WHAT TO WORK ON: In the listing that follows, locate the line containing "Target: wall niche" and the line containing "of the ocean". Retype exactly those two lines and every line between them, and nothing more.

GIVEN ENTRIES:
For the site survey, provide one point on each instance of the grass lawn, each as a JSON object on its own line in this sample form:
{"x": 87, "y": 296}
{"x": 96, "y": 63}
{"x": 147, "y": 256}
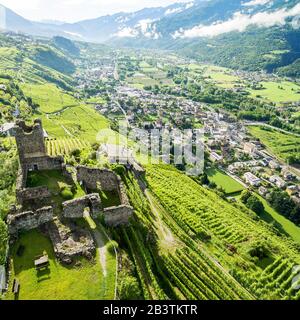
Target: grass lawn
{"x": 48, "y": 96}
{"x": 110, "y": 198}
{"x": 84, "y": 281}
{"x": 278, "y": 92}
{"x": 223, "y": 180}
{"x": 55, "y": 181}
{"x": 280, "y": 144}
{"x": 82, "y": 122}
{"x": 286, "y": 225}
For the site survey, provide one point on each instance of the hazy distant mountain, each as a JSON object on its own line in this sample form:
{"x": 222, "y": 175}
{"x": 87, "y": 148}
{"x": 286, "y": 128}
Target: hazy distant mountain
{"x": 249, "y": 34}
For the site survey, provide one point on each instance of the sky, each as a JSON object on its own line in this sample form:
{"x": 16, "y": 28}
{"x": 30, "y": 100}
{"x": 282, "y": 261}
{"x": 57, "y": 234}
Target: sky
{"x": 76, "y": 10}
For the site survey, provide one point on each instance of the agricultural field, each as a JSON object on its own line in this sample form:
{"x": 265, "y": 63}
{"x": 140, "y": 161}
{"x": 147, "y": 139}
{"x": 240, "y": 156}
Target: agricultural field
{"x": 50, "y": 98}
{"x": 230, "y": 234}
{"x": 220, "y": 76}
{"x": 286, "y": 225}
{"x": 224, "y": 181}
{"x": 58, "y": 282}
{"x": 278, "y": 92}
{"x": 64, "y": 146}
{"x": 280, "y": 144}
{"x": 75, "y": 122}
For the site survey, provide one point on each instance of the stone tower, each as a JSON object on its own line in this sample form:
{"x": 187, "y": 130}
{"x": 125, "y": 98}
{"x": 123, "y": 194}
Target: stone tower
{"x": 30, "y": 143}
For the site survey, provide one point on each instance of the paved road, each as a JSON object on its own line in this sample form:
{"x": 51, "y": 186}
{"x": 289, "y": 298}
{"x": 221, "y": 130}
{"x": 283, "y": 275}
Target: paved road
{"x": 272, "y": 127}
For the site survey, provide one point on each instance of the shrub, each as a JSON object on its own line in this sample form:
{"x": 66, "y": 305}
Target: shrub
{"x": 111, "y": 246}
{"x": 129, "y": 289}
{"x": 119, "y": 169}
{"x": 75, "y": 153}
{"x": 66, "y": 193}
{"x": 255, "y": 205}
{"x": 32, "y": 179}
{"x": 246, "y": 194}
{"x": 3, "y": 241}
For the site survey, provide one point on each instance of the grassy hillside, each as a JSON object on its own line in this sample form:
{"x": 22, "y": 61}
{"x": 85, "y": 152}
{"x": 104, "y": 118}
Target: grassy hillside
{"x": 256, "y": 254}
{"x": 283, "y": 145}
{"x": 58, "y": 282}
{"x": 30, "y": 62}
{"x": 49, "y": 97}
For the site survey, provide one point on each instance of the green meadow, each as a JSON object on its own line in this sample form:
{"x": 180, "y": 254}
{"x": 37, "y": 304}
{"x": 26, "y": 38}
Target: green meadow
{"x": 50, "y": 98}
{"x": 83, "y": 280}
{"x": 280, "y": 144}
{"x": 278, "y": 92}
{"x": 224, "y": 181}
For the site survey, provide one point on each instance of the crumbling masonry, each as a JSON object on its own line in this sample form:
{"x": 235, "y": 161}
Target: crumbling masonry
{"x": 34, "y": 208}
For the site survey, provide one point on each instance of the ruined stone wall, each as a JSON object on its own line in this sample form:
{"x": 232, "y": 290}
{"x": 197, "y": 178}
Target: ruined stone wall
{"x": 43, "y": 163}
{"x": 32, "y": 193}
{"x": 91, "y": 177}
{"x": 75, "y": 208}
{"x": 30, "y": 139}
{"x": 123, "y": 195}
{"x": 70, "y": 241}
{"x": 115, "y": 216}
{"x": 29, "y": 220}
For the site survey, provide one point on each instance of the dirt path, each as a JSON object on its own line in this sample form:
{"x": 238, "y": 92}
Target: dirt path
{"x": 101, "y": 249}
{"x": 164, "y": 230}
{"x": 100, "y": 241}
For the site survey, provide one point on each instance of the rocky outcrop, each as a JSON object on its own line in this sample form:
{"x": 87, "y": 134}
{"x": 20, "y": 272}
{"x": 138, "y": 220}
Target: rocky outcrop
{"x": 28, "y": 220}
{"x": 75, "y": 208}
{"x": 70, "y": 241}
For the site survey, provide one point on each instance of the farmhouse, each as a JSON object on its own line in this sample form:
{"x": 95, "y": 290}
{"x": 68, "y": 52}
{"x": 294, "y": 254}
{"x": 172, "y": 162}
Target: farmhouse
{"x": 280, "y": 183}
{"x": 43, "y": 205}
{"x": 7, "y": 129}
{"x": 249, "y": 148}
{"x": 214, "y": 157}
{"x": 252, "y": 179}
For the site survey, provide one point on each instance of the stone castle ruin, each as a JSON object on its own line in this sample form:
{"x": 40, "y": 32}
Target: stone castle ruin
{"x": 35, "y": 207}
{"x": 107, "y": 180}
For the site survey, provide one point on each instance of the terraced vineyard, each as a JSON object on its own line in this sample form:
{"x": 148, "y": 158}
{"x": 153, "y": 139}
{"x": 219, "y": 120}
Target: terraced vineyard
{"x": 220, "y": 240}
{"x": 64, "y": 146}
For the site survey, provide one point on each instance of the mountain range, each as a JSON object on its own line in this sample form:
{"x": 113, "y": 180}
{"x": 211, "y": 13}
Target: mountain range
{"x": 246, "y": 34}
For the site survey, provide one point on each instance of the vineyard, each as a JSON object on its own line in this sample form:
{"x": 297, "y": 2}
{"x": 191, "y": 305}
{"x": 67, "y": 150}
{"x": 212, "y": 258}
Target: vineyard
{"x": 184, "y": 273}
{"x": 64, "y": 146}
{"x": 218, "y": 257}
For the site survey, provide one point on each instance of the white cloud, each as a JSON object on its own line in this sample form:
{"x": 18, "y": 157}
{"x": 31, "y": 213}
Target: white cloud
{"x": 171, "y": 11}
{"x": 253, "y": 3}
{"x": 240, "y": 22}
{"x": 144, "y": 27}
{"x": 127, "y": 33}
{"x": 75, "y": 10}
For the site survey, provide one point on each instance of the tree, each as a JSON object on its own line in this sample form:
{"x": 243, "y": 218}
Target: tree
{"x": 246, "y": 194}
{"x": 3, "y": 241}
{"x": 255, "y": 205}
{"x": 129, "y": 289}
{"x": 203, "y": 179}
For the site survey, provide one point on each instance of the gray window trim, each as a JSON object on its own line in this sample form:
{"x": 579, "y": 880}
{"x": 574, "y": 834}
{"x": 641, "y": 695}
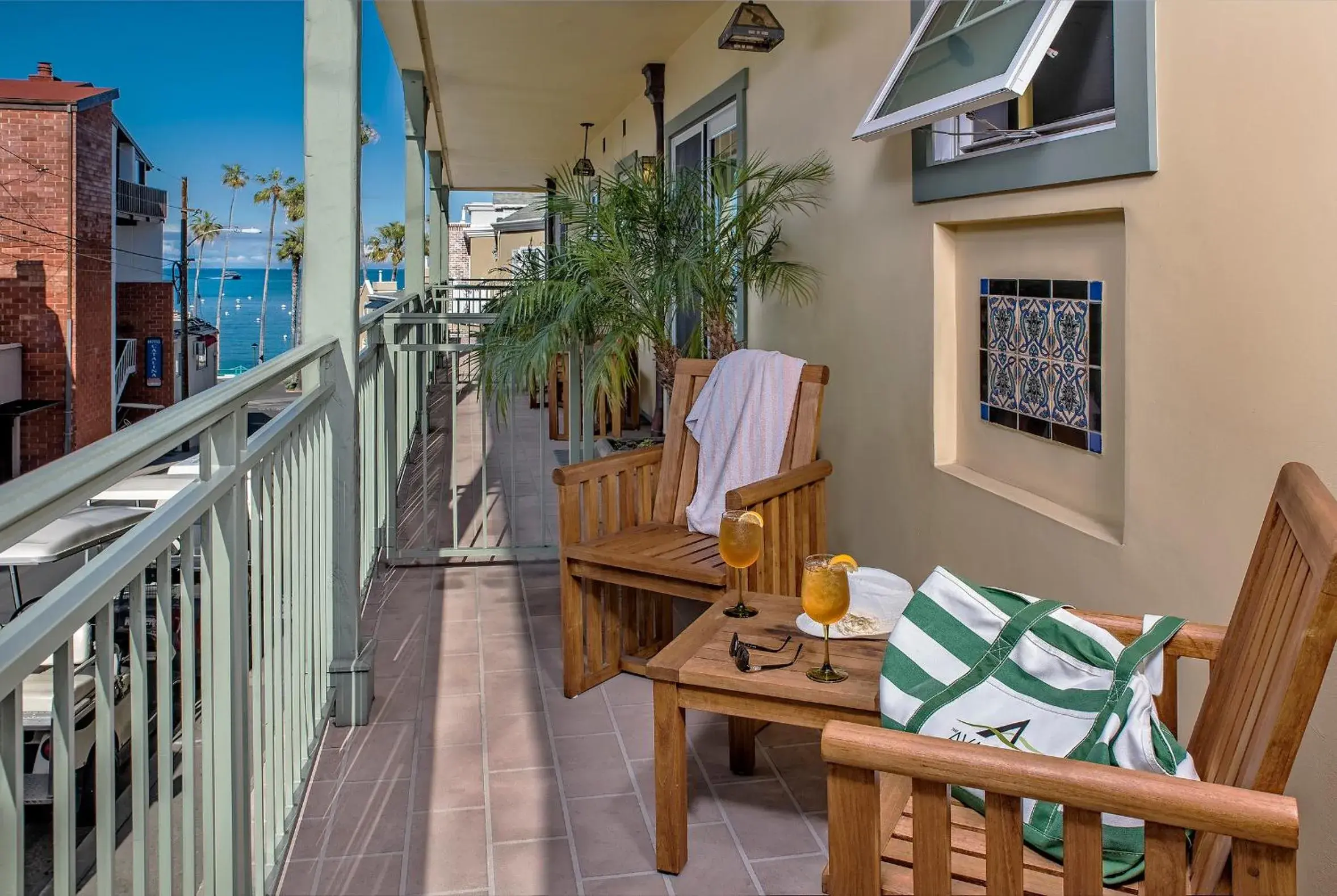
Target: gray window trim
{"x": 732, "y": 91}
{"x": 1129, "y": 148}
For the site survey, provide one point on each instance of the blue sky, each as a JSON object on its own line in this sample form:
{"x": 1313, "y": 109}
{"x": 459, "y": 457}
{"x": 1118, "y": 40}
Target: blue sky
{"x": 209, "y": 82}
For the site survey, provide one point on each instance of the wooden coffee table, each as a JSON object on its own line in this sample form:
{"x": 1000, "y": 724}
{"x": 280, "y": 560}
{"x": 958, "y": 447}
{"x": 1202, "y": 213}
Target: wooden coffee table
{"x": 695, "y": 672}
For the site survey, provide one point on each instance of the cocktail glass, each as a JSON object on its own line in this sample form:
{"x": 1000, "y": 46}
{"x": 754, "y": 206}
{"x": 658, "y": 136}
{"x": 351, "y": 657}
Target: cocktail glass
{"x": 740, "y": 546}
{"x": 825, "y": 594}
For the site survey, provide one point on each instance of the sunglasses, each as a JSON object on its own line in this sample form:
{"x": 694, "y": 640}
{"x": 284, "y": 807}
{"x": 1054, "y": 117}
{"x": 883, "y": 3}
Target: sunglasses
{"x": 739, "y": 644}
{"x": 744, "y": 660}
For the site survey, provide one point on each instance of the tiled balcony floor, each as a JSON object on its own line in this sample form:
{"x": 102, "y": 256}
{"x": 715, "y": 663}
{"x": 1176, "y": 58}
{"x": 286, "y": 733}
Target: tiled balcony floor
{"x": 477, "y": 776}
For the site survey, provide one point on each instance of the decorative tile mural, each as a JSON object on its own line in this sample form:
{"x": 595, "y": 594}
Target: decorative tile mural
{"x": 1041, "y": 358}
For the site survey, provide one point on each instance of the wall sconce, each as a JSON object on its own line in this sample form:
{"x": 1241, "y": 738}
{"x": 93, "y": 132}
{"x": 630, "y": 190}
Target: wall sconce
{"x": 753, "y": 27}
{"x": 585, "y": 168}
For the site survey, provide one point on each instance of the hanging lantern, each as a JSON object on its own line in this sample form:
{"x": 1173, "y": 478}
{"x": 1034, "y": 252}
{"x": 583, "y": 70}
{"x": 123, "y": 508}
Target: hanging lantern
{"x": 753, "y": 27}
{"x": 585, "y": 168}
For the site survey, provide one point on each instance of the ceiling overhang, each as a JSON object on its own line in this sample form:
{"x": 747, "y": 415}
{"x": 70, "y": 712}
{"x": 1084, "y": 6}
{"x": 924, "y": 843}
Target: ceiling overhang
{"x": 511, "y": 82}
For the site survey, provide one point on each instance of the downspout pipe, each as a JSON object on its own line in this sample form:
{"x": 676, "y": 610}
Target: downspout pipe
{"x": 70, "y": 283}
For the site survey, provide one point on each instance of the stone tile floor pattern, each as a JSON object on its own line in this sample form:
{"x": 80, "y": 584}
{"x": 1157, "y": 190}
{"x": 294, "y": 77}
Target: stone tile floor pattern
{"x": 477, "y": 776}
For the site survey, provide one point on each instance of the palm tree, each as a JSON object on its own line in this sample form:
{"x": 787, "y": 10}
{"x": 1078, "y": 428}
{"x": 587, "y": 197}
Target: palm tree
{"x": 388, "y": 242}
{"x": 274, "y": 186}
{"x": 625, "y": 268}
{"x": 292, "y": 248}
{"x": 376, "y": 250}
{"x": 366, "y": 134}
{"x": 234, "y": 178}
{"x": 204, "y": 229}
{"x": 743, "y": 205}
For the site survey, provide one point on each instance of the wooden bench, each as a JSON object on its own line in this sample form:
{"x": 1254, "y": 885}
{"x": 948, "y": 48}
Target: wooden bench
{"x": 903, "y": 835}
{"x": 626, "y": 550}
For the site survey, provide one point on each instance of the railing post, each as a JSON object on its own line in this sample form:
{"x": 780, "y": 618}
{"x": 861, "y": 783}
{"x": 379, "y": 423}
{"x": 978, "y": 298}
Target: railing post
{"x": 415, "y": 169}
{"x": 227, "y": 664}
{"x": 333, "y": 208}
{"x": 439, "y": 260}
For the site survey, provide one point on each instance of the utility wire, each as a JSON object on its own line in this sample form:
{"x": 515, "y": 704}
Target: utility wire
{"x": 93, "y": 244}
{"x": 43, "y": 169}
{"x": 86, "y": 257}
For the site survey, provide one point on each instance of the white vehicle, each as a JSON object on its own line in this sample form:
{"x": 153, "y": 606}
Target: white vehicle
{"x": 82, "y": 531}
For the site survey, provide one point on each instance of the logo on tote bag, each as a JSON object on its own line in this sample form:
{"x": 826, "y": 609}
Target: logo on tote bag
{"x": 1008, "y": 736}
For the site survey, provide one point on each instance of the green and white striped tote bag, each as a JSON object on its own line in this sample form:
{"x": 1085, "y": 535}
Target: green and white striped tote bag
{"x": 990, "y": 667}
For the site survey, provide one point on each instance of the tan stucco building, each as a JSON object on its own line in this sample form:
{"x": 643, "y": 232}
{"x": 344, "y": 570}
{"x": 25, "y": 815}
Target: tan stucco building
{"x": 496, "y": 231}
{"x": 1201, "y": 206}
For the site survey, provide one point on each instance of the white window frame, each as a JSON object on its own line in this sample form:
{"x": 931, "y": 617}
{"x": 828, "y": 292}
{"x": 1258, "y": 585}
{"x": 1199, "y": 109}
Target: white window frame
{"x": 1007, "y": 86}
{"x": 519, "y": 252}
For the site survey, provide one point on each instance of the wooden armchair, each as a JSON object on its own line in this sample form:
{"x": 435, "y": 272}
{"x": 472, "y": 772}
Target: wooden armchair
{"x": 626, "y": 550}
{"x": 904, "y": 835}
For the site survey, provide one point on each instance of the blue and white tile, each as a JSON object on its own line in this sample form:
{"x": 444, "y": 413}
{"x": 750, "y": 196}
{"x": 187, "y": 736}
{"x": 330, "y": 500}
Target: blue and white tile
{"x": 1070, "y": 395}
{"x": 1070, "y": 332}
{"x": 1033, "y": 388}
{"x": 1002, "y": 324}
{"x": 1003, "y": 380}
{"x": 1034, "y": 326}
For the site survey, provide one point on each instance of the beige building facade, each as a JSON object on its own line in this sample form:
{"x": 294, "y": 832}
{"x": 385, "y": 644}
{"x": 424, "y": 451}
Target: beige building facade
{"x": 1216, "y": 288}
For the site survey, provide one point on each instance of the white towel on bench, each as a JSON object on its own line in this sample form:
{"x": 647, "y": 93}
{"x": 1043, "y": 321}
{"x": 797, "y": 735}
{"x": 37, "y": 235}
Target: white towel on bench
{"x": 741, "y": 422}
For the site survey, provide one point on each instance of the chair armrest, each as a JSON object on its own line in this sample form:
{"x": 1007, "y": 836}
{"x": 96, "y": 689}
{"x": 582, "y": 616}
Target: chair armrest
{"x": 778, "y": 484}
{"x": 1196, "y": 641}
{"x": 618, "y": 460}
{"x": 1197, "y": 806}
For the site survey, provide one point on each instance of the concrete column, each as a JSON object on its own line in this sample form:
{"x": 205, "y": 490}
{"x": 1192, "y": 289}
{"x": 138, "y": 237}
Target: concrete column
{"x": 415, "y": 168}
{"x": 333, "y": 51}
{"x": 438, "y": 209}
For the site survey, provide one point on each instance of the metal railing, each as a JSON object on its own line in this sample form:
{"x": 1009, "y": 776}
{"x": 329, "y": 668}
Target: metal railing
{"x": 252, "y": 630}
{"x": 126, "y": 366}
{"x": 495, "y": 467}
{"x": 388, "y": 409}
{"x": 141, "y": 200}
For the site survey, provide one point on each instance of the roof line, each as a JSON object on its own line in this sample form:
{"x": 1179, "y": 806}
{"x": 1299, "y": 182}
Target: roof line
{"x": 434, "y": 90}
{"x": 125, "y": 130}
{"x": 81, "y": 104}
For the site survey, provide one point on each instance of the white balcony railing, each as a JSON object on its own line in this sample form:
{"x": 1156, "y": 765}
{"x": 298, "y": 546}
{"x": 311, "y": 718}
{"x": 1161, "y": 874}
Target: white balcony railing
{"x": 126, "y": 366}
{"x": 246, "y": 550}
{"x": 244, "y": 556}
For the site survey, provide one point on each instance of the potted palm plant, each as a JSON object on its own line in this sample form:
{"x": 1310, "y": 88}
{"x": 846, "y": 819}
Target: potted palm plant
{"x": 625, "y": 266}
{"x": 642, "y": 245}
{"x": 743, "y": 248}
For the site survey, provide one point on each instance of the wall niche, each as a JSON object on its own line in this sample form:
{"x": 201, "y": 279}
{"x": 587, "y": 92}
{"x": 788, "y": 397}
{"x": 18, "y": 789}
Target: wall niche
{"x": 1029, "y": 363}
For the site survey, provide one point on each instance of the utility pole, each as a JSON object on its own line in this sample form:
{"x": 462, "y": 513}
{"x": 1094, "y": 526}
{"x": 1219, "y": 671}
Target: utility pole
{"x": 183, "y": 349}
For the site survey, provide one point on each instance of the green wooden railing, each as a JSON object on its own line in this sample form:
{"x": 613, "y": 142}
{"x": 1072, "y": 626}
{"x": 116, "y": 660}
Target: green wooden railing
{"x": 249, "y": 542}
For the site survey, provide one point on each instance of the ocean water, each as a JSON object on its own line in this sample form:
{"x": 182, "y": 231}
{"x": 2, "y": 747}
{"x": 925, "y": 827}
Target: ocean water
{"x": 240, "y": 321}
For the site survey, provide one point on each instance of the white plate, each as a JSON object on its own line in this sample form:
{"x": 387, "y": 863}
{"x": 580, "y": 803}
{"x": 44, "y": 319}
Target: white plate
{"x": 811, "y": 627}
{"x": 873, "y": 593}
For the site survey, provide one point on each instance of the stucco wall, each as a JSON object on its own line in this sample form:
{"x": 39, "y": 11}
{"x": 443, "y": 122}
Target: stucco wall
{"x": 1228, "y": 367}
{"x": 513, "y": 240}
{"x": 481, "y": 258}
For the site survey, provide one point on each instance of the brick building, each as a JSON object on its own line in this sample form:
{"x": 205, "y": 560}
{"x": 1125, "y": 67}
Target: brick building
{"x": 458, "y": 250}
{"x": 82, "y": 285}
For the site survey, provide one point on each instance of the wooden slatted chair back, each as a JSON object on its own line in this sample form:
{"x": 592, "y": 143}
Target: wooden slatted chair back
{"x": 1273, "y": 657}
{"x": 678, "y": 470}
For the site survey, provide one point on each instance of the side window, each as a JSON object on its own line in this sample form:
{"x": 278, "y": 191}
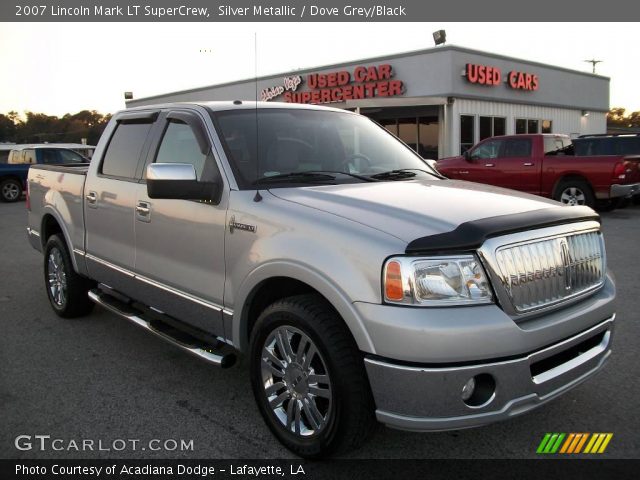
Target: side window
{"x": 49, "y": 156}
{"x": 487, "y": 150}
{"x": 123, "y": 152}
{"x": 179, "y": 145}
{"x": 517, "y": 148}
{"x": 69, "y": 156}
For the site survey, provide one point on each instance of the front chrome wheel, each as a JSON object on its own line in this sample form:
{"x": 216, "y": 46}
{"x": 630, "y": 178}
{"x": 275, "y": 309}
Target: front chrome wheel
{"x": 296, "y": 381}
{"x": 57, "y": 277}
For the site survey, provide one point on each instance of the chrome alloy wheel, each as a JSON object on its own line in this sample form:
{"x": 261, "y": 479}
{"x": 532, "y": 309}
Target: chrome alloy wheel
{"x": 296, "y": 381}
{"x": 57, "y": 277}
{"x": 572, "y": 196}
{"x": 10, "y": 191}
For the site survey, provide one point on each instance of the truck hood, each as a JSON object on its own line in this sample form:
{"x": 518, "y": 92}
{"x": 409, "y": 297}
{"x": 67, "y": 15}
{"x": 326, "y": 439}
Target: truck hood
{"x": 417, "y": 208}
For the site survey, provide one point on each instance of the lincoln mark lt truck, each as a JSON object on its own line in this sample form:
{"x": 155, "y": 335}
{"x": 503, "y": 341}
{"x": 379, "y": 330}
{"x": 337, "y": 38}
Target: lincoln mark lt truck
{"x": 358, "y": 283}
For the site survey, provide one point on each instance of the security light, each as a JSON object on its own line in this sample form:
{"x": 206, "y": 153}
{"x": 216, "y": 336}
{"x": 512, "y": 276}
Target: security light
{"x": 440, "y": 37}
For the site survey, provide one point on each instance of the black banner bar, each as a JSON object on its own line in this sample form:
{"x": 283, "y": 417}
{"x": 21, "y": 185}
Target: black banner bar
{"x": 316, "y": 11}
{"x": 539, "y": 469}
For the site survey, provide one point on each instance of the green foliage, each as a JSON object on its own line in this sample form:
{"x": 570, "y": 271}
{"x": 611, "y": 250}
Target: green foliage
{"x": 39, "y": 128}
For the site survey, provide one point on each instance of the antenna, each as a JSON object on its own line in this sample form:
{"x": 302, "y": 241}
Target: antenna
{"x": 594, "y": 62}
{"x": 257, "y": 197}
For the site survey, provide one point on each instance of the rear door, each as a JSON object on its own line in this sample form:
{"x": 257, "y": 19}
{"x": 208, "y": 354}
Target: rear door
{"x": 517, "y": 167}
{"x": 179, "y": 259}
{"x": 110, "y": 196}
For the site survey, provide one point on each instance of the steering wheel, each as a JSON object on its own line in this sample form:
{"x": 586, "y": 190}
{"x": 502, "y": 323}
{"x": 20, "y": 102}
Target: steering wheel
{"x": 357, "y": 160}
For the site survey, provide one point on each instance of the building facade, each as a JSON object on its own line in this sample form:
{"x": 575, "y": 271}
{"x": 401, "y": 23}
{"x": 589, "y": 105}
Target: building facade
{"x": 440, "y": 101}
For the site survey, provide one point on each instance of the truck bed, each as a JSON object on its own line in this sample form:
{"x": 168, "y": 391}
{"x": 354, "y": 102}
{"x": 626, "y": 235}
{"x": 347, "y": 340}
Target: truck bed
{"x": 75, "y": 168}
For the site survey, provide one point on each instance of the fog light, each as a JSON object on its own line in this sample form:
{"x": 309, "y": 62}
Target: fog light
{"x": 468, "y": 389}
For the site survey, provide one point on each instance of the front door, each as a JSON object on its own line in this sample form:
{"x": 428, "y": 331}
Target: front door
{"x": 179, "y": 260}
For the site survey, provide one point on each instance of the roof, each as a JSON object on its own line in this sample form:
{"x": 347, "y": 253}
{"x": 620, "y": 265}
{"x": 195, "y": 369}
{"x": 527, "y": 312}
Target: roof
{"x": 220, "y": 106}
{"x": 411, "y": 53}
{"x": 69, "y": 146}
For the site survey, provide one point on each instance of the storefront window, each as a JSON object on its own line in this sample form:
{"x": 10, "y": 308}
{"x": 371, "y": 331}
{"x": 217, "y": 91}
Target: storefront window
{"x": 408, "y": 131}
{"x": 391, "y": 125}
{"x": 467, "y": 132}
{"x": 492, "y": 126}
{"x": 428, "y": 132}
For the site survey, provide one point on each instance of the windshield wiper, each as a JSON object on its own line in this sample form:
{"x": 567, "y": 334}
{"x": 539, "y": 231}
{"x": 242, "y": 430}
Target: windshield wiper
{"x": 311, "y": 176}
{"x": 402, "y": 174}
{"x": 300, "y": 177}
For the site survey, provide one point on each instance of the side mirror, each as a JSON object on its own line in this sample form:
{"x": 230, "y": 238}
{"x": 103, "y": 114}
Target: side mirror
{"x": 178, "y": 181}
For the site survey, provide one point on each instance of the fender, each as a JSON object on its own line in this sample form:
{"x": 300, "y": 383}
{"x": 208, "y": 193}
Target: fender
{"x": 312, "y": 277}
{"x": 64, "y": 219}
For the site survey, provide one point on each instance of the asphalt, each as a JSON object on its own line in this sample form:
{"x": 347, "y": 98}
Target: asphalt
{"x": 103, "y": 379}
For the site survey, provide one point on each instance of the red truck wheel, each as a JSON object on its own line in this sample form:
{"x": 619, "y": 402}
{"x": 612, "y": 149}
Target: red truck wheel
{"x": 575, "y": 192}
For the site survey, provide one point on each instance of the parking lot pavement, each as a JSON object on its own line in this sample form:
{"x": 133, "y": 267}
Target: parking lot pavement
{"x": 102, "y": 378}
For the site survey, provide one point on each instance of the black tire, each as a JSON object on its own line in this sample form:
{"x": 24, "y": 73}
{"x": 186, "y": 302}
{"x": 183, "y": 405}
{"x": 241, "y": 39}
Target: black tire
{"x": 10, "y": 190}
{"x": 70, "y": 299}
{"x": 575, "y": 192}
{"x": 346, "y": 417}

EXERCISE RESULT:
Target: wall niche
{"x": 1029, "y": 363}
For the site survey, provide one point on each instance of the utility pole, each as a JSON object on its own line in this sample form:
{"x": 462, "y": 513}
{"x": 1094, "y": 526}
{"x": 1219, "y": 671}
Target: utility pole
{"x": 183, "y": 349}
For the site survey, provide one point on each instance of the green wooden railing, each as a JSON object on its own line in this sample form:
{"x": 613, "y": 142}
{"x": 1072, "y": 626}
{"x": 116, "y": 660}
Target: green wooden railing
{"x": 249, "y": 542}
For the site survey, provide one point on each instance of the ocean water, each as a JSON object on its own line in this sample form:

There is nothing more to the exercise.